--- START OF RECORDS FOR PROCESSING ---
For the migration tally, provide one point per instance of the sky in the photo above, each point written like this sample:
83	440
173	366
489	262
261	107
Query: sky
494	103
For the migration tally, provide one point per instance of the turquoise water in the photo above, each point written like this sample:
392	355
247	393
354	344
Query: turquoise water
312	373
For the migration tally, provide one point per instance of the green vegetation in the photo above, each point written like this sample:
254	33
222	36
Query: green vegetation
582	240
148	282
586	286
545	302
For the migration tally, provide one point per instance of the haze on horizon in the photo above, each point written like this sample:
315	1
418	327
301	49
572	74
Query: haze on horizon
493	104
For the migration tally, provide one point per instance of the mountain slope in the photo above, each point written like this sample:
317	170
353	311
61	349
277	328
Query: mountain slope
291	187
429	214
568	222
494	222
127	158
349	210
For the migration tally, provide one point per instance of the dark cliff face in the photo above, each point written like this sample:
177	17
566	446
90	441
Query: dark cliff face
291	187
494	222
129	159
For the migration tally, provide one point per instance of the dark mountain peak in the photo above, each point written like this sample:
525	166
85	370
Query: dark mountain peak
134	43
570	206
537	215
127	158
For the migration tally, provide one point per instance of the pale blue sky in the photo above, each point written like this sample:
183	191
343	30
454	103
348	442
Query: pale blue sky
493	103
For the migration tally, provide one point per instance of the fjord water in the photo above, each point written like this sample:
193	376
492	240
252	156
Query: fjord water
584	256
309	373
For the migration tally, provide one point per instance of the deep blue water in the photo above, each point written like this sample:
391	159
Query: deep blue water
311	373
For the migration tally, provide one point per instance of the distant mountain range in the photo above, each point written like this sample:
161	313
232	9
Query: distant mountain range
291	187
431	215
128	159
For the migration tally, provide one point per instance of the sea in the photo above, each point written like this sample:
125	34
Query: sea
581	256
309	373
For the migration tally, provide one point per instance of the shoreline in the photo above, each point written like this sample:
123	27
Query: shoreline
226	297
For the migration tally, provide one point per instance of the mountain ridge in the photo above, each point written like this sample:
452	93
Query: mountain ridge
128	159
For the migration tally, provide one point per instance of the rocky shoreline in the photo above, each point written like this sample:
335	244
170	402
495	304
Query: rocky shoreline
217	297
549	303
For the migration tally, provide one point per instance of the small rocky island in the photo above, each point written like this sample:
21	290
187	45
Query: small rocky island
--- END OF RECORDS FOR PROCESSING ---
» TO BE DONE
Copy the rows above again, swapping every "migration tally" for "survey count" and keeping everything else the same.

» RESPONSE BELOW
For the survey count, provide one point per instance of the sky in the photo above, each point written like this sample:
83	440
173	366
489	262
261	107
Query: sky
494	103
For the survey count, provide one point per instance of the turquoise water in the photo above, each point written like this sample:
392	355
247	393
354	344
Query: turquoise water
312	373
For the survey count, provide one point per instance of the green vegetation in the photo above, each point written like this sample:
254	33
222	36
Query: green vegetation
582	240
148	282
586	286
545	302
For the survey count, provide one point per instance of the haze on horizon in the photo above, each point written like this sample:
315	1
418	327
301	49
572	74
Query: haze on horizon
493	104
For the survey count, provide one point per instance of the mountain slope in the photo above, each point written like this sample:
317	170
353	311
61	349
277	328
Query: mountain slope
291	187
429	214
568	222
494	222
127	158
349	210
For the survey count, provide one point per instance of the dark cliff face in the photo above, each point written like this sample:
177	17
566	446
90	441
Query: dark cliff face
291	187
494	222
129	159
For the survey count, provide one point per instance of the dark mountain peak in the photo above, each point written like this sample:
525	166
85	370
Query: dark mountain peak
134	43
570	206
537	215
127	158
For the survey count, provide one point per instance of the pale blue sky in the photo above, each point written like this sample:
183	191
343	30
454	103
348	442
Query: pale blue sky
493	103
For the survey count, provide one point per instance of the fjord water in the photo above, each point written like this sample:
193	376
492	240
252	156
Query: fjord water
584	256
309	373
For the survey count, provide one point per instance of the deep blue water in the photo above, each point written like this sample:
391	159
Query: deep blue water
311	373
For the survey count, provide one point per instance of the distant mountain range in the photo above, each point written like this sample:
161	313
232	9
Query: distant mountain range
291	187
431	215
128	159
For the survey count, provide one point per instance of the sea in the photo above, each point written like this sample:
125	34
Query: sea
581	256
309	373
For the survey count, provide one point per instance of the shoreline in the photo above, each point written like this sample:
123	27
Query: shoreline
226	297
For the survey count, provide one point per instance of the mountain ridge in the photo above, each point written like this sample:
452	93
Query: mountain ridge
128	159
For the survey count, provide one point per instance of the rocky shoreline in the photo above, each point written like this sample:
335	244
170	402
495	304
Query: rocky shoreline
217	297
549	303
For the survey count, provide one point per instance of the small rocky island in the photo above, each point written like this sample:
21	290
187	45
Query: small rocky island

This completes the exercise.